* _Текст для анализа_
------------------------

Вероятно, ранние открытия Сперри заслуживали отдельных Нобелевских премий, но исследования расщепленного мозга в конце концов принесли ему почетную награду в 1981 году. Он разделил ее с Дэвидом Хьюбелом и Торстеном Визелом, которые показали, как работают зрительные нейроны. Будучи научными отшельниками, они не привыкли к официальным костюмам, и позже Хьюбел вспоминал, как услышал стук в дверь своего номера незадолго до начала Нобелевской церемонии в Стокгольме. За дверью стоял сын Сперри с белым галстуком-бабочкой для отцовского смокинга в руке. «Кто-нибудь имеет представление, что с этим делать?» – спросил он. Пол, младший сын Хьюбела, кивнул. Дома он играл на трубе в молодежном симфоническом оркестре и хорошо разбирался в смокингах. В конце концов он повязал галстуки ученым гениям.
Получение Нобелевской премии не утолило амбиций Сперри. По сути дела, уже тогда он почти забросил исследования расщепленного мозга ради решения вечной проблемы неврологии об отношениях тела и разума. Как и многие до него, Сперри не верил, что разум можно свести к обычной коммуникации между нейронами. Но он не верил и в дуализм, концепцию о том, что разум может существовать независимо от мозга. Вместо этого Сперри полагал, что сознательный разум является «эмергентным качеством» нейронов.

------------------------

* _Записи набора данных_
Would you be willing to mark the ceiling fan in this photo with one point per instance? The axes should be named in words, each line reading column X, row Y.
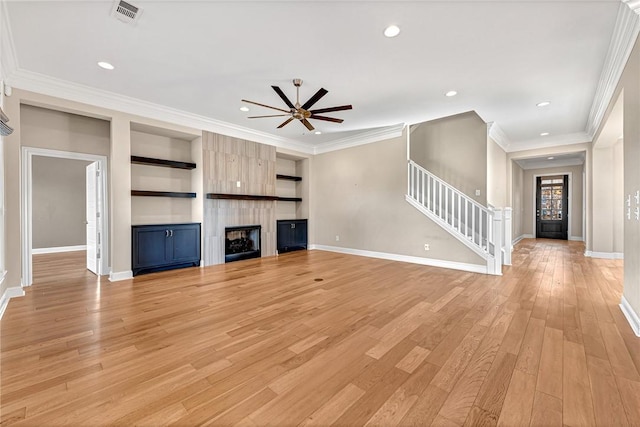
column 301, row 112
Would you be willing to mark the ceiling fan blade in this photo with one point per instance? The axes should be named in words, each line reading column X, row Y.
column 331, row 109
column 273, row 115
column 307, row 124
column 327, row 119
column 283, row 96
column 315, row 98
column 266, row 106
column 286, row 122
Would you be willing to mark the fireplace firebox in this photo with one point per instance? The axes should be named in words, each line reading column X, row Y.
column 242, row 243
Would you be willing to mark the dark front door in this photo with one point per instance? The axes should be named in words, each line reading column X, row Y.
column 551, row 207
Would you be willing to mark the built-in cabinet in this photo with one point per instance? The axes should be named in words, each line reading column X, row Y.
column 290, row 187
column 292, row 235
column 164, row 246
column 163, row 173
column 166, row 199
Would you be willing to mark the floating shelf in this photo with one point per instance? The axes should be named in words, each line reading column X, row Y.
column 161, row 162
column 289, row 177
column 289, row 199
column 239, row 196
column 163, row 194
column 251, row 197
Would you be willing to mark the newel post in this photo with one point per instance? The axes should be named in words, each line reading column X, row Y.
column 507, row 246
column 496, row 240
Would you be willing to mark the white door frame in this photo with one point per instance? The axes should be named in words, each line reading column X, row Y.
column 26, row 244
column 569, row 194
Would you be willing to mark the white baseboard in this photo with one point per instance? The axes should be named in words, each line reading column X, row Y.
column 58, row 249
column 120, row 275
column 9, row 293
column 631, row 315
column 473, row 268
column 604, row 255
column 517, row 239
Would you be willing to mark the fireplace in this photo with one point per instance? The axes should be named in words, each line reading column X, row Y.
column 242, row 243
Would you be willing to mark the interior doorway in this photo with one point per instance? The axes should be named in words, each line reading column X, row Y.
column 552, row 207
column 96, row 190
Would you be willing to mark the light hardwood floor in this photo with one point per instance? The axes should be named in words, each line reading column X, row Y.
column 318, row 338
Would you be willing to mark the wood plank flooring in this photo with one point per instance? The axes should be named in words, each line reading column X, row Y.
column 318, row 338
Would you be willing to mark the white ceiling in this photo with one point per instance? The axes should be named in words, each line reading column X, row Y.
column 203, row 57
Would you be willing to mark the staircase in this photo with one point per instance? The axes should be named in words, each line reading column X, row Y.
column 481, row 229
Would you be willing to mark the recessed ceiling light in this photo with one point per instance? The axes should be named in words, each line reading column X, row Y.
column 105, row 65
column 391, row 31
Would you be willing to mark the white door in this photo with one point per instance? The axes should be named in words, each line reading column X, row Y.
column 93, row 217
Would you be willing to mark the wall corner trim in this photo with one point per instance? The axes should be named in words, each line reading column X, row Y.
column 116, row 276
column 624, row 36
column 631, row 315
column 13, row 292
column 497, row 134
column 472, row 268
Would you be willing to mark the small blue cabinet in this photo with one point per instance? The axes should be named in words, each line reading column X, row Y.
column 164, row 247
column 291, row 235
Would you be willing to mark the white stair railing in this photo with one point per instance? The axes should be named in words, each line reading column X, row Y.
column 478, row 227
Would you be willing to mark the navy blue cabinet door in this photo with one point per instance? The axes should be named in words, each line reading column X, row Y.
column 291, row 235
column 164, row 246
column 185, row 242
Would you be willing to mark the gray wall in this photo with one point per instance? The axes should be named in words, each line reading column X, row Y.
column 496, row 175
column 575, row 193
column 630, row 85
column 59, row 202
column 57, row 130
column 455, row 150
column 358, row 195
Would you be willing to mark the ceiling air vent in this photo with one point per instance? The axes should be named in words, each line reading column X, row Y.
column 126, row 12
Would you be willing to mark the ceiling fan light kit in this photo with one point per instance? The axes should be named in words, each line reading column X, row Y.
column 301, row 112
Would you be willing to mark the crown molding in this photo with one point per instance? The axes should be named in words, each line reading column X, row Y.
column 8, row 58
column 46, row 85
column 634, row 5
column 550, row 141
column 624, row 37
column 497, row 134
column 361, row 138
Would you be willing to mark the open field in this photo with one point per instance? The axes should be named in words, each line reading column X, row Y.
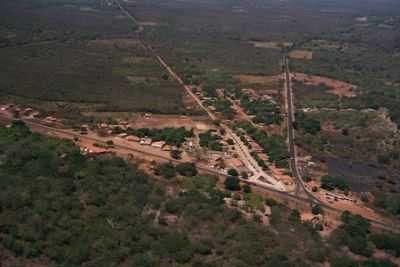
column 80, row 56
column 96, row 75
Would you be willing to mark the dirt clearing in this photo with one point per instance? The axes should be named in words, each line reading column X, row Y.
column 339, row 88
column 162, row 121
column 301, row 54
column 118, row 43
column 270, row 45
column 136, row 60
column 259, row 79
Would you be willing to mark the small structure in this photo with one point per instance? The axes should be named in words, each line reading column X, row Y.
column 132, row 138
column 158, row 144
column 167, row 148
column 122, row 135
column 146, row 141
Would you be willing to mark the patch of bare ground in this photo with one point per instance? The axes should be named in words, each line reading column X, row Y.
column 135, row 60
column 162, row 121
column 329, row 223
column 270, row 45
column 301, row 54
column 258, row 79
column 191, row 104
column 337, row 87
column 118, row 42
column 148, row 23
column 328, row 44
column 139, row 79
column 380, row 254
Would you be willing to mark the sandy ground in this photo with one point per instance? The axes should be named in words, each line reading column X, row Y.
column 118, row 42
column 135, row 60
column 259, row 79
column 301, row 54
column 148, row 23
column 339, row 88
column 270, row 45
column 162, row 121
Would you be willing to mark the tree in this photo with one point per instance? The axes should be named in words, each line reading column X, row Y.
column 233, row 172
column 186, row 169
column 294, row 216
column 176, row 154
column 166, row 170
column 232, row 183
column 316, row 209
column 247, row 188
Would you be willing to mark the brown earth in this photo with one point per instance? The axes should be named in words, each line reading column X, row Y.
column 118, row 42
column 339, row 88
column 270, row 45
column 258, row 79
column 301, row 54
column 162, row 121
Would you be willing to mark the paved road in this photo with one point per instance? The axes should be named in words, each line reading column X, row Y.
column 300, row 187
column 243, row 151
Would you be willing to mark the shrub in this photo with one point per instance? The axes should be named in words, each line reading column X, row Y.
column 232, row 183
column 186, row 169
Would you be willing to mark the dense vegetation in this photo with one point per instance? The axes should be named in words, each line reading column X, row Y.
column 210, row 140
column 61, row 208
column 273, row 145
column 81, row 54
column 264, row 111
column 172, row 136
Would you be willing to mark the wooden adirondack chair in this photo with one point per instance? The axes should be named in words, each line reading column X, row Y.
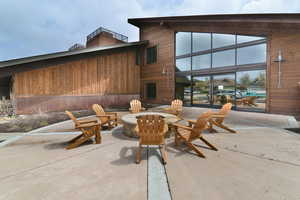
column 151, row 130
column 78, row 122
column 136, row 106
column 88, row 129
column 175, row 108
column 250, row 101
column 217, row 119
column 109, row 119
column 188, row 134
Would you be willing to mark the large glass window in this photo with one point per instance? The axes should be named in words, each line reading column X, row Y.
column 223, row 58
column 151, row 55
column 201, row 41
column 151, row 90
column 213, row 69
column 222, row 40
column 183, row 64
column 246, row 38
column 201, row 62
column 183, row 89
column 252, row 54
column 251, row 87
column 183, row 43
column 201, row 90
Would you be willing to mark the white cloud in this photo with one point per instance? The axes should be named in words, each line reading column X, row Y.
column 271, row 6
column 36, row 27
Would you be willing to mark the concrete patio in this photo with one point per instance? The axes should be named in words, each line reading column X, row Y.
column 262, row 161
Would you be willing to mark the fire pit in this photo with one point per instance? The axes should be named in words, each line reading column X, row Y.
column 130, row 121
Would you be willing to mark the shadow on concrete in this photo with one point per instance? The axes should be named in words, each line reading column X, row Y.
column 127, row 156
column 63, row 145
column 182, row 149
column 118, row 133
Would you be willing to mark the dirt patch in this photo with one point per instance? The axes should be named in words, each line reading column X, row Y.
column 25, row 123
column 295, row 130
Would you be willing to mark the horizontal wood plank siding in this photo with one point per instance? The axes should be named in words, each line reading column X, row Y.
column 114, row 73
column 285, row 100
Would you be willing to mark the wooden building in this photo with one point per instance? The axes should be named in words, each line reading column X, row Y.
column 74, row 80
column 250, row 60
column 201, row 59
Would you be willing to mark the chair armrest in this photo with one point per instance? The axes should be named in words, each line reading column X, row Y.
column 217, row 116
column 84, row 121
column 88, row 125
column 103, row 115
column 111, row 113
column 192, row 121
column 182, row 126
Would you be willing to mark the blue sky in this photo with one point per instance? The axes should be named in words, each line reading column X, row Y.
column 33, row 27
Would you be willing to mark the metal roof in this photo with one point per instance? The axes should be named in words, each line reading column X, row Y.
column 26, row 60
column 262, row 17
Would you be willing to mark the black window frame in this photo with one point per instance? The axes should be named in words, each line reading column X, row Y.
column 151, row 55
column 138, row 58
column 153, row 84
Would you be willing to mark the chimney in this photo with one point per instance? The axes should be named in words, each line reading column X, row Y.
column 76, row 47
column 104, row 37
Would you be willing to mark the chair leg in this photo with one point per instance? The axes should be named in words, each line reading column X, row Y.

------------------------

* _Условие задания_
Воспроизведите дословно отрывок из текста о Сперри, начиная со слов «Вероятно, ранние открытия» и заканчивая словами «галстуки ученым гениям.».

* _Письменный ответ_
Вероятно, ранние открытия Сперри заслуживали отдельных Нобелевских премий, но исследования расщепленного мозга в конце концов принесли ему почетную награду в 1981 году. Он разделил ее с Дэвидом Хьюбелом и Торстеном Визелом, которые показали, как работают зрительные нейроны. Будучи научными отшельниками, они не привыкли к официальным костюмам, и позже Хьюбел вспоминал, как услышал стук в дверь своего номера незадолго до начала Нобелевской церемонии в Стокгольме. За дверью стоял сын Сперри с белым галстуком-бабочкой для отцовского смокинга в руке. «Кто-нибудь имеет представление, что с этим делать?» – спросил он. Пол, младший сын Хьюбела, кивнул. Дома он играл на трубе в молодежном симфоническом оркестре и хорошо разбирался в смокингах. В конце концов он повязал галстуки ученым гениям.